§ **What to do**:
The answer must consist of the records, repeated exactly.

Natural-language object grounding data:

┌──

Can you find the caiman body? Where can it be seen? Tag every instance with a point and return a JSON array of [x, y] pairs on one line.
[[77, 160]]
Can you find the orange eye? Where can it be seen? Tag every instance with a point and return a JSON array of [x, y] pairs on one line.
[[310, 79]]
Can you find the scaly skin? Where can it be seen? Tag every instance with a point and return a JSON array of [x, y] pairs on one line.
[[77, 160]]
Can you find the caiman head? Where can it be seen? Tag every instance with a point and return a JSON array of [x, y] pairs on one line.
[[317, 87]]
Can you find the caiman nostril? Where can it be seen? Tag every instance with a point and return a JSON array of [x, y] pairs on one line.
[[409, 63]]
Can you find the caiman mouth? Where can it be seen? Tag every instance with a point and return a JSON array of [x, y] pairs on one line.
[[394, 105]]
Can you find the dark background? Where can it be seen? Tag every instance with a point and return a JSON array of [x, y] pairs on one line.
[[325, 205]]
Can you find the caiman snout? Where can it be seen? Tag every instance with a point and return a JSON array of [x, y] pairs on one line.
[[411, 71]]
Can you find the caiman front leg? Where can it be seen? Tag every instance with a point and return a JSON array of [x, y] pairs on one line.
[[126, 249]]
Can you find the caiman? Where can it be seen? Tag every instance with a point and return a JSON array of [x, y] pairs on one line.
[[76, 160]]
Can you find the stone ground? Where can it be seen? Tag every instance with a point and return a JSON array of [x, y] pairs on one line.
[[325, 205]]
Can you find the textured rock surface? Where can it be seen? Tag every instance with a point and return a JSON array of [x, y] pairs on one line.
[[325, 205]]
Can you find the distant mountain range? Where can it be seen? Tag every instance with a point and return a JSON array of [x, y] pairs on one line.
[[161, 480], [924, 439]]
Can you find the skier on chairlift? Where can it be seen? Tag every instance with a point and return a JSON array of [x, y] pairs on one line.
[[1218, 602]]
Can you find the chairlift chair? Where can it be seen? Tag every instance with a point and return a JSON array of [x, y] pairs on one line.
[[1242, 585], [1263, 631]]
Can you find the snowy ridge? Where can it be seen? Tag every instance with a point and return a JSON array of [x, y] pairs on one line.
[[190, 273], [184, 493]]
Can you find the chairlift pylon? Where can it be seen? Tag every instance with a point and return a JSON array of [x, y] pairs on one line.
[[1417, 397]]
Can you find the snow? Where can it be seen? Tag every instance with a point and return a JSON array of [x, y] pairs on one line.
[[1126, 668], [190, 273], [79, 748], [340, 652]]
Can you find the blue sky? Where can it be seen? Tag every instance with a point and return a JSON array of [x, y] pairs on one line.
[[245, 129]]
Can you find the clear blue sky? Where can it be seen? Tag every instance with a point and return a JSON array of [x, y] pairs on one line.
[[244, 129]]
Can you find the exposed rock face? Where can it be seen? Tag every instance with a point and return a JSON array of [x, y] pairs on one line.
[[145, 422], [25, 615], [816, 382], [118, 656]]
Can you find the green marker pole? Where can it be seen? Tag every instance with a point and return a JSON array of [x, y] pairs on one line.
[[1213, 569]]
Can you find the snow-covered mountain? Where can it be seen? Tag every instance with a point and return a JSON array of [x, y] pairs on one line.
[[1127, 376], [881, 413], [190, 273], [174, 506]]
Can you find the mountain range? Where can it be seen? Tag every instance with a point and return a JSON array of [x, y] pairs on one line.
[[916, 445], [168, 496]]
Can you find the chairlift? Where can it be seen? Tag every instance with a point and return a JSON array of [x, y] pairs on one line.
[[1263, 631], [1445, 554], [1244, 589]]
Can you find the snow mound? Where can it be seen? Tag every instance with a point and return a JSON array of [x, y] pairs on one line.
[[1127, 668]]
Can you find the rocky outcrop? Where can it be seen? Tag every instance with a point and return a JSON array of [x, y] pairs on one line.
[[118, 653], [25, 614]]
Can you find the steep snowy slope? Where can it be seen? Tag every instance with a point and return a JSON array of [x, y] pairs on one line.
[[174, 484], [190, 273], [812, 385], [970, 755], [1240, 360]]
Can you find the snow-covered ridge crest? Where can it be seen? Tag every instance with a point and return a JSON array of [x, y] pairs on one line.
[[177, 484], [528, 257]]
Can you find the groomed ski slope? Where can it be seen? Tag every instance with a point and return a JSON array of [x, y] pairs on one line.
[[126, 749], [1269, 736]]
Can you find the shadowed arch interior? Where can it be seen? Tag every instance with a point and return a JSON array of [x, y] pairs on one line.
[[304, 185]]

└──

§ **Expected answer**:
Can you find the caiman body? Where can it be seen? Tag every instance with a point and return a JSON array of [x, y] pairs on one line.
[[77, 160]]
Can you find the orange eye? Where can it be seen? Tag every instance with a point and return a JSON array of [x, y] pairs on one line.
[[310, 79]]
Can you find the scaly skin? Where can it be seen? Tag every instance with a point and return a JSON array of [x, y] pairs on one line.
[[77, 160]]
Can you find the caiman head? Where can it be seen? Tag every instance with a point and return a JSON array of [x, y] pairs on one line.
[[317, 87]]
Can you find the caiman nostril? Where can it be seen? Tag every instance with a point and return a JSON array of [x, y] pairs on one line.
[[409, 63]]
Can you find the caiman mouth? Where can it be seen? Tag every instance with a point and return a JSON array of [x, y] pairs on one line.
[[394, 105]]
Can you find the dark background? Where can it be seen? Tag every instance with a point and return a JSON array of [x, y] pairs on one line.
[[325, 205]]
Can you find the caiman snout? Where can it be seen? Tag every instance with a point and return a JSON array of [x, y] pairs on one line.
[[411, 71]]
Can you find the caiman front leg? Where can it be seen? Tag every instance with a point and return a JSON array of [x, y] pairs on one line.
[[126, 249]]
Can you find the caiman? Where can it be seen? Tag every instance with a point and return a JSON array of [x, y] pairs on one line.
[[76, 160]]
Can you find the stone ground? Where can it be seen? Tag every instance with a point and return a JSON array of [x, y] pairs on one line.
[[325, 205]]
Can you find the textured rock surface? Where can it be seen? Tag every instance with a point and return a JSON array of [x, y] pairs on one line.
[[325, 205]]
Can you find the distant mountain range? Where can it be seen? Tag every instance with a point and return a JSON array of [x, y] pairs on one line.
[[161, 480], [924, 439]]
Can you find the skier on chairlift? Where can it be seen? Tag every instance with a point and return a JSON array of [x, y] pairs on one line.
[[1218, 602]]
Can you find the chairlift chair? Where can it be seen? Tag every instance with a point and return a JSON array of [x, y] pairs on one line.
[[1242, 585], [1263, 631]]
Can you find the snowy ridge? Where can it be seen? Tag every instance with a point and return a JSON array of [x, y] pairs on one line.
[[190, 273], [184, 493]]
Can you find the chairlift pylon? Where can it be seen? Tag every instance with a point and return a JSON array of [x, y] pairs on one line.
[[1417, 397]]
Can you find the snow? Where can it be seen? Tag every instance with a point and return a JSON array of [x, y] pairs on one line.
[[1126, 668], [190, 273], [79, 748], [340, 652]]
Can you find the blue sky? Where can it be seen? Tag every instance with a point and return a JSON array of [x, y] pairs on one line.
[[245, 129]]
Can you find the clear blue sky? Where can it be seen? Tag every instance with a point and return a JSON array of [x, y] pairs on one line.
[[244, 129]]
Can you find the exposed rock face? Where can it be seen? Tag every instance with a point and return a JSON array of [x, y] pairs on one line.
[[145, 422], [25, 615], [816, 382], [118, 656]]
Can you find the green marker pole? Where can it be seen? Tag every instance with a point and return a JSON array of [x, y] pairs on one line.
[[1213, 569]]
Can you find the snow-covered mountain? Where can it be seen? Tag every instance with a point and return a JSON array of [x, y] pairs on one line.
[[1127, 376], [881, 413], [190, 273], [174, 506]]
Can you find the mountain range? Where can it be seen? Tag every instance with a point and return a JSON array of [x, y] pairs on one line.
[[916, 445], [168, 496]]
Can you find the chairlift? Where can it be seen? Tag every instance with a point and return a JSON array of [x, y] pairs on one line.
[[1263, 631], [1445, 554], [1244, 589]]
Can you find the snow mound? Where can it be seen? Tag every instance with a point and return a JSON array of [x, y] pairs on one line.
[[1127, 668]]
Can you find the rocky outcrop? Where can it be seen? Tag every instance with a point and return a JSON array of [x, y] pairs on one line.
[[118, 653], [25, 614]]
Can you find the steep snowy slope? Where can it be seen? Tag every instance with a point and return a JSON array of [x, y] pairs on one line.
[[174, 484], [190, 273], [812, 385], [970, 755], [1240, 360]]
Can you find the snow-covered ridge crest? Where can it be seen? Tag every instance with a point and return a JSON array of [x, y] pairs on one line.
[[177, 484], [528, 257]]
Can you find the groomed ski slope? Where can it be seen? Tag every instance with a point and return a JSON array of [x, y] pairs on one line.
[[126, 749], [1269, 736]]
Can you find the shadowed arch interior? Where can it be seen? Tag every instance with a point and return a JSON array of [x, y] pairs on one line.
[[304, 185]]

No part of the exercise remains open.